§ Aim of the exercise: Print everything in the plot summary from "Ma goes to a" down to "mess with watercolors.", word for word.

─── Excerpted text

Boomba brings Ma to a trash heap where people are searching for food. Boomba flees, and Ma fails to find the passports, taking solace that she is not as bad off as the other searchers.
Mishti refuses to eat and cannot sleep, so Dadu goes to a ration shop after Ma returns empty-handed. He refuses to go to community kitchens, which he thinks are for people in greater need than himself.
Dadu lies to the shop owner, saying Mishti has diabetes. Dadu knows he must do anything for his granddaughter. The other shoppers attack the shop owner, who refuses to sell anything, and Dadu thinks about how people present different versions of themselves to different people.
Dadu leaves the ration shop and finds a painter selling a painting of a rhino. Dadu refuses to buy it at first, then decides to contribute to the value of the city by purchasing it. He knows he will die, and he hopes the painting carries his memory for Mishti.
Dadu goes into a bank and finds an orange on a desk. A boy tells him to leave it, but Dadu takes the orange and searches for more snacks before leaving. The boy cries, reminding Dadu of Mishti, and he struggles to walk away.
Dadu starts coughing and stops at a house to ask for water. A man answers and brings water, but Dadu tries to steal some cauliflower near the door. The man and his wife knock Dadu back, hitting his head on the pavement. Dadu trips the man while his wife is distracted, stealing some cauliflower and canned food. Dadu flees and hears other thieves attacking the couple.
Dadu wakes Ma, and they eat canned fish. Dadu refuses to tell Ma how he got the food, and they save the cauliflower for Mishti. Mishti laughs and eats cauliflower, and Ma and Dadu laugh with her.
Ma and Dadu put up posters offering a reward for the passports. Ma pays a woman to put up additional posters, but the woman says the passports must be gone by now and tears up the posters. Ma thinks of something that could save them, but she worries that it is too risky.
Ma goes to a photocopy shop owner who shows her a variety of passports and visas. He offers to make her passports in 48 hours, but he will only accept payment in gold.
Ma’s husband tells her about the new, two-bedroom apartment he applied for in his building. He plans to use a bookcase to make a room for Mishti, giving Dadu one of the full bedrooms. He hears Ma crying, but she says everything is alright. Her husband suggests buying new clothes and items when the family moves to America. Mishti tells her father about her crayons, and they joke about making a mess with watercolors.
Boomba arrives at Ma’s door and demands to stay in the storeroom from which he took their food. He wanted to go home, but his mother reported that their shack collapsed, forcing them to live under a tarp. He threatens to tell the police and the shelter about Ma’s theft if she does not let him and his family move into her house. Ma laughs at Boomba, but she knows she cannot let him try to stop her from leaving the country—Ma already gave her mother’s gold for the chance at fake passports. She lets Boomba come inside.

──────
─── Information supplied

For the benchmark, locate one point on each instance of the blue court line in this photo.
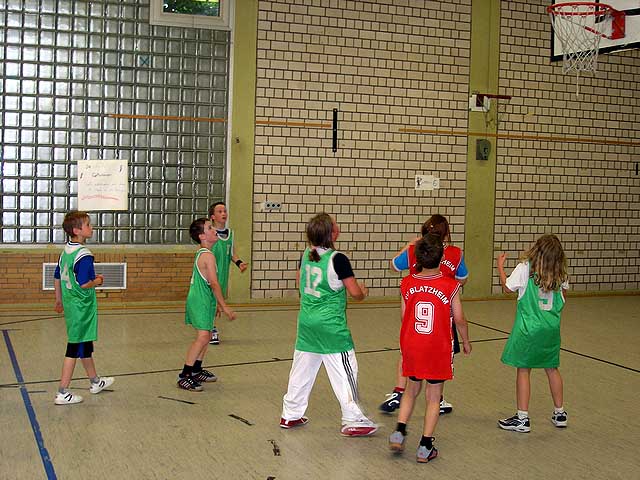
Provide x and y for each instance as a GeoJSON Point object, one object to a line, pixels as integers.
{"type": "Point", "coordinates": [44, 454]}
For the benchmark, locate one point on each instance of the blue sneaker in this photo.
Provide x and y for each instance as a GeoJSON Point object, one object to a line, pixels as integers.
{"type": "Point", "coordinates": [392, 403]}
{"type": "Point", "coordinates": [396, 442]}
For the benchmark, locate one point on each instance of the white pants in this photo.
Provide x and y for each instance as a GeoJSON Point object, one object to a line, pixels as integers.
{"type": "Point", "coordinates": [342, 369]}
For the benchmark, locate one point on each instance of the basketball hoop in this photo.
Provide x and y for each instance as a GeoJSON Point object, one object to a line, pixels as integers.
{"type": "Point", "coordinates": [579, 26]}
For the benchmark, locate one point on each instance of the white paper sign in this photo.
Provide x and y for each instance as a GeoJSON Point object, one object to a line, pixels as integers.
{"type": "Point", "coordinates": [102, 185]}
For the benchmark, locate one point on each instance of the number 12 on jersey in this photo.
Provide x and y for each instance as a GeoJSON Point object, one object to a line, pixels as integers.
{"type": "Point", "coordinates": [424, 318]}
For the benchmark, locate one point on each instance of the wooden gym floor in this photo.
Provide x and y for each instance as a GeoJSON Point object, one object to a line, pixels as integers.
{"type": "Point", "coordinates": [146, 428]}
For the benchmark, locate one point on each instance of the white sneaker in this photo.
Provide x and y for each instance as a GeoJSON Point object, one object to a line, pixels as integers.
{"type": "Point", "coordinates": [104, 382]}
{"type": "Point", "coordinates": [67, 398]}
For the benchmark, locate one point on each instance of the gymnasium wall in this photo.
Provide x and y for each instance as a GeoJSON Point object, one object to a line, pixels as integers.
{"type": "Point", "coordinates": [580, 180]}
{"type": "Point", "coordinates": [385, 66]}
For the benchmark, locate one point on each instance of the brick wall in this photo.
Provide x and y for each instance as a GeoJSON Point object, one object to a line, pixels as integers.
{"type": "Point", "coordinates": [585, 190]}
{"type": "Point", "coordinates": [151, 277]}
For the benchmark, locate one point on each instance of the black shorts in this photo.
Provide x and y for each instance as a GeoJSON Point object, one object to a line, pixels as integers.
{"type": "Point", "coordinates": [432, 382]}
{"type": "Point", "coordinates": [79, 350]}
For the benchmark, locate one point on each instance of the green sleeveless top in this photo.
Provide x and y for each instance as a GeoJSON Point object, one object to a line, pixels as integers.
{"type": "Point", "coordinates": [201, 303]}
{"type": "Point", "coordinates": [223, 251]}
{"type": "Point", "coordinates": [322, 321]}
{"type": "Point", "coordinates": [534, 341]}
{"type": "Point", "coordinates": [80, 304]}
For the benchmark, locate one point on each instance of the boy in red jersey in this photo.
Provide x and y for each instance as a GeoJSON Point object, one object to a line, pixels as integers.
{"type": "Point", "coordinates": [426, 341]}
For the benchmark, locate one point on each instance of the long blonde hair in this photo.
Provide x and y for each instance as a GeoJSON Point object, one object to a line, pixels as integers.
{"type": "Point", "coordinates": [547, 263]}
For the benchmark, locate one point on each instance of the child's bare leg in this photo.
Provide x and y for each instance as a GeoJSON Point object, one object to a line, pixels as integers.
{"type": "Point", "coordinates": [523, 388]}
{"type": "Point", "coordinates": [433, 391]}
{"type": "Point", "coordinates": [555, 385]}
{"type": "Point", "coordinates": [408, 400]}
{"type": "Point", "coordinates": [198, 346]}
{"type": "Point", "coordinates": [68, 366]}
{"type": "Point", "coordinates": [89, 367]}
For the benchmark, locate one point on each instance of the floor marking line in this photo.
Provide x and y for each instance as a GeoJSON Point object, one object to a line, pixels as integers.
{"type": "Point", "coordinates": [35, 426]}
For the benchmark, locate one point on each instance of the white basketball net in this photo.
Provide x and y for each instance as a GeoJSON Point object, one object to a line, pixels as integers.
{"type": "Point", "coordinates": [579, 27]}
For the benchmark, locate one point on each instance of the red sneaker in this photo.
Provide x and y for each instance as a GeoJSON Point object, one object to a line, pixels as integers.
{"type": "Point", "coordinates": [293, 423]}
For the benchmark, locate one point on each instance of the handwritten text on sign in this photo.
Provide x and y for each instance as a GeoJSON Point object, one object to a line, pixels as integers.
{"type": "Point", "coordinates": [102, 185]}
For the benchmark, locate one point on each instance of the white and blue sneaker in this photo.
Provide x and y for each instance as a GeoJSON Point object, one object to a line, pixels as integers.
{"type": "Point", "coordinates": [559, 419]}
{"type": "Point", "coordinates": [425, 455]}
{"type": "Point", "coordinates": [67, 398]}
{"type": "Point", "coordinates": [396, 442]}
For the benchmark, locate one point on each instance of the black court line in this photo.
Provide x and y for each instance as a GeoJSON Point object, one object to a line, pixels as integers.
{"type": "Point", "coordinates": [31, 413]}
{"type": "Point", "coordinates": [279, 360]}
{"type": "Point", "coordinates": [177, 400]}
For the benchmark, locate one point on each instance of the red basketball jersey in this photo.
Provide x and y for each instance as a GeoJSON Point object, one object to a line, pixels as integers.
{"type": "Point", "coordinates": [451, 258]}
{"type": "Point", "coordinates": [426, 340]}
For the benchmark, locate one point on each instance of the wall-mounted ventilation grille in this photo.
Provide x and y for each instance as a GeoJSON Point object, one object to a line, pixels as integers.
{"type": "Point", "coordinates": [115, 275]}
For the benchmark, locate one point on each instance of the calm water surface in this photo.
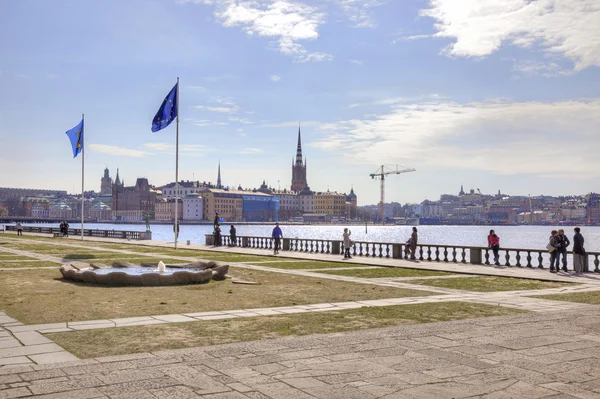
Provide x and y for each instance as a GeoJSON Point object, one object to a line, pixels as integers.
{"type": "Point", "coordinates": [534, 237]}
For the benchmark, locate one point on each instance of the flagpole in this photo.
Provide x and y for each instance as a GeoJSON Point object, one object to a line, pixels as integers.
{"type": "Point", "coordinates": [176, 226]}
{"type": "Point", "coordinates": [82, 172]}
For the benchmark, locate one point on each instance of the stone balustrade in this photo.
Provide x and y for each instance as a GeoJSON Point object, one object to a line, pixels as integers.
{"type": "Point", "coordinates": [509, 257]}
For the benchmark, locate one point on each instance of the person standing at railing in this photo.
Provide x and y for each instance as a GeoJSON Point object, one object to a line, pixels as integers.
{"type": "Point", "coordinates": [553, 249]}
{"type": "Point", "coordinates": [578, 251]}
{"type": "Point", "coordinates": [494, 245]}
{"type": "Point", "coordinates": [563, 244]}
{"type": "Point", "coordinates": [412, 244]}
{"type": "Point", "coordinates": [347, 243]}
{"type": "Point", "coordinates": [277, 235]}
{"type": "Point", "coordinates": [232, 236]}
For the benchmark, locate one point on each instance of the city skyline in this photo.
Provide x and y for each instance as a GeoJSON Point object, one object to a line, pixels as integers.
{"type": "Point", "coordinates": [439, 86]}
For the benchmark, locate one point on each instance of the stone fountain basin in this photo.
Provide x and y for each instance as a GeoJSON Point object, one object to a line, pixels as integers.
{"type": "Point", "coordinates": [123, 273]}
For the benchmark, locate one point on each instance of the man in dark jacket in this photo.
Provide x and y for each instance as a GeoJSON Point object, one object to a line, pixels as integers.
{"type": "Point", "coordinates": [562, 245]}
{"type": "Point", "coordinates": [277, 235]}
{"type": "Point", "coordinates": [579, 255]}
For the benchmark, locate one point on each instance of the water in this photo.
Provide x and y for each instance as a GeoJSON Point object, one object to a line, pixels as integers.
{"type": "Point", "coordinates": [533, 237]}
{"type": "Point", "coordinates": [136, 271]}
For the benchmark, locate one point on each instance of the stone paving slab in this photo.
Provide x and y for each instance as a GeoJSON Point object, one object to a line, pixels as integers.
{"type": "Point", "coordinates": [443, 360]}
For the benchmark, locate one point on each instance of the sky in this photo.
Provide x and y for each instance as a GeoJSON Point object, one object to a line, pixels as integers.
{"type": "Point", "coordinates": [493, 94]}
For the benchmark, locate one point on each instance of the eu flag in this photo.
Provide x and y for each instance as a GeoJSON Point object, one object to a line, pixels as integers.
{"type": "Point", "coordinates": [167, 111]}
{"type": "Point", "coordinates": [76, 137]}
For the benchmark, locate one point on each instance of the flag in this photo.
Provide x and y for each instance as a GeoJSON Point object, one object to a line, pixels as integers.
{"type": "Point", "coordinates": [167, 111]}
{"type": "Point", "coordinates": [76, 137]}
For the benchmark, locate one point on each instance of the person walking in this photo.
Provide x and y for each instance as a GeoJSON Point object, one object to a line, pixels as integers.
{"type": "Point", "coordinates": [277, 235]}
{"type": "Point", "coordinates": [578, 251]}
{"type": "Point", "coordinates": [563, 244]}
{"type": "Point", "coordinates": [412, 244]}
{"type": "Point", "coordinates": [217, 235]}
{"type": "Point", "coordinates": [232, 236]}
{"type": "Point", "coordinates": [494, 245]}
{"type": "Point", "coordinates": [176, 230]}
{"type": "Point", "coordinates": [347, 243]}
{"type": "Point", "coordinates": [553, 249]}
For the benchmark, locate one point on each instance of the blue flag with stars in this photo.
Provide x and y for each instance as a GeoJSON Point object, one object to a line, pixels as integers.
{"type": "Point", "coordinates": [167, 111]}
{"type": "Point", "coordinates": [76, 138]}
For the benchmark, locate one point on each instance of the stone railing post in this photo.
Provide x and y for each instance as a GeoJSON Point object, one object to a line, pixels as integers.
{"type": "Point", "coordinates": [475, 256]}
{"type": "Point", "coordinates": [336, 247]}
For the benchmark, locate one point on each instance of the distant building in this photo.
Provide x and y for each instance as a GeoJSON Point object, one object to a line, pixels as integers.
{"type": "Point", "coordinates": [165, 210]}
{"type": "Point", "coordinates": [106, 183]}
{"type": "Point", "coordinates": [185, 188]}
{"type": "Point", "coordinates": [192, 207]}
{"type": "Point", "coordinates": [133, 203]}
{"type": "Point", "coordinates": [299, 168]}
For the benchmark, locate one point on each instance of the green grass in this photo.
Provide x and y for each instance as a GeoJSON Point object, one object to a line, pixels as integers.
{"type": "Point", "coordinates": [15, 257]}
{"type": "Point", "coordinates": [592, 297]}
{"type": "Point", "coordinates": [114, 341]}
{"type": "Point", "coordinates": [21, 264]}
{"type": "Point", "coordinates": [490, 284]}
{"type": "Point", "coordinates": [309, 265]}
{"type": "Point", "coordinates": [383, 272]}
{"type": "Point", "coordinates": [25, 293]}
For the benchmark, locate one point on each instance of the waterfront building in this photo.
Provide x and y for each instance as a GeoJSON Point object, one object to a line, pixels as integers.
{"type": "Point", "coordinates": [106, 183]}
{"type": "Point", "coordinates": [330, 203]}
{"type": "Point", "coordinates": [18, 193]}
{"type": "Point", "coordinates": [239, 206]}
{"type": "Point", "coordinates": [164, 209]}
{"type": "Point", "coordinates": [133, 203]}
{"type": "Point", "coordinates": [192, 207]}
{"type": "Point", "coordinates": [299, 168]}
{"type": "Point", "coordinates": [185, 188]}
{"type": "Point", "coordinates": [100, 212]}
{"type": "Point", "coordinates": [306, 199]}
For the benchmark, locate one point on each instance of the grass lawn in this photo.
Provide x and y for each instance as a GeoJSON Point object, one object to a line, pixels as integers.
{"type": "Point", "coordinates": [592, 297]}
{"type": "Point", "coordinates": [117, 341]}
{"type": "Point", "coordinates": [14, 257]}
{"type": "Point", "coordinates": [308, 265]}
{"type": "Point", "coordinates": [489, 284]}
{"type": "Point", "coordinates": [381, 272]}
{"type": "Point", "coordinates": [42, 296]}
{"type": "Point", "coordinates": [13, 265]}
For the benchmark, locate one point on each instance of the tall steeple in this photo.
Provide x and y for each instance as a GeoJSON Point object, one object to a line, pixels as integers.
{"type": "Point", "coordinates": [299, 149]}
{"type": "Point", "coordinates": [219, 176]}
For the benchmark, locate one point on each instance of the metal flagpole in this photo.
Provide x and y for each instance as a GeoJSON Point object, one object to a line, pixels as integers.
{"type": "Point", "coordinates": [82, 139]}
{"type": "Point", "coordinates": [176, 227]}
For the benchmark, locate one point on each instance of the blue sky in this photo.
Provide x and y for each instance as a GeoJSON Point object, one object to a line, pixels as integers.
{"type": "Point", "coordinates": [494, 94]}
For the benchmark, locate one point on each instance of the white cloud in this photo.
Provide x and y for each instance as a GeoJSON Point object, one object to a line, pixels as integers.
{"type": "Point", "coordinates": [199, 89]}
{"type": "Point", "coordinates": [113, 150]}
{"type": "Point", "coordinates": [159, 146]}
{"type": "Point", "coordinates": [567, 28]}
{"type": "Point", "coordinates": [284, 21]}
{"type": "Point", "coordinates": [251, 151]}
{"type": "Point", "coordinates": [225, 110]}
{"type": "Point", "coordinates": [495, 136]}
{"type": "Point", "coordinates": [359, 11]}
{"type": "Point", "coordinates": [536, 68]}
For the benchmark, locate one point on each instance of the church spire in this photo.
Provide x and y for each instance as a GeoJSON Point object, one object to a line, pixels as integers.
{"type": "Point", "coordinates": [299, 149]}
{"type": "Point", "coordinates": [219, 176]}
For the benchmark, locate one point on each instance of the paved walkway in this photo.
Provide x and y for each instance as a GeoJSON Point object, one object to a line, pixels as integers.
{"type": "Point", "coordinates": [553, 352]}
{"type": "Point", "coordinates": [544, 355]}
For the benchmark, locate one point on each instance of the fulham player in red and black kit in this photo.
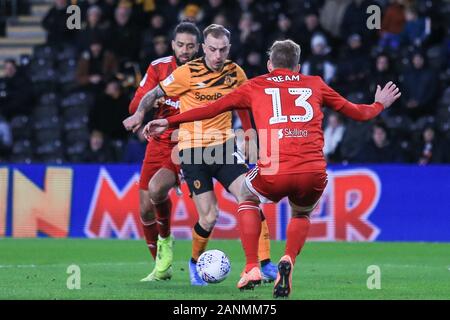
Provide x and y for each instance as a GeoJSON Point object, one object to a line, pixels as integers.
{"type": "Point", "coordinates": [287, 108]}
{"type": "Point", "coordinates": [159, 174]}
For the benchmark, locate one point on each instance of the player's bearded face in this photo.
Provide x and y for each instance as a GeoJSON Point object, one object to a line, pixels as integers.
{"type": "Point", "coordinates": [185, 47]}
{"type": "Point", "coordinates": [216, 51]}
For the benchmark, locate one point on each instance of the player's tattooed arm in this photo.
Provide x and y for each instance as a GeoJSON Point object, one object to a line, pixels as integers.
{"type": "Point", "coordinates": [149, 99]}
{"type": "Point", "coordinates": [134, 122]}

──────

§ Output below:
Ma goes to a photocopy shop owner who shows her a variety of passports and visas. He offers to make her passports in 48 hours, but he will only accept payment in gold.
Ma’s husband tells her about the new, two-bedroom apartment he applied for in his building. He plans to use a bookcase to make a room for Mishti, giving Dadu one of the full bedrooms. He hears Ma crying, but she says everything is alright. Her husband suggests buying new clothes and items when the family moves to America. Mishti tells her father about her crayons, and they joke about making a mess with watercolors.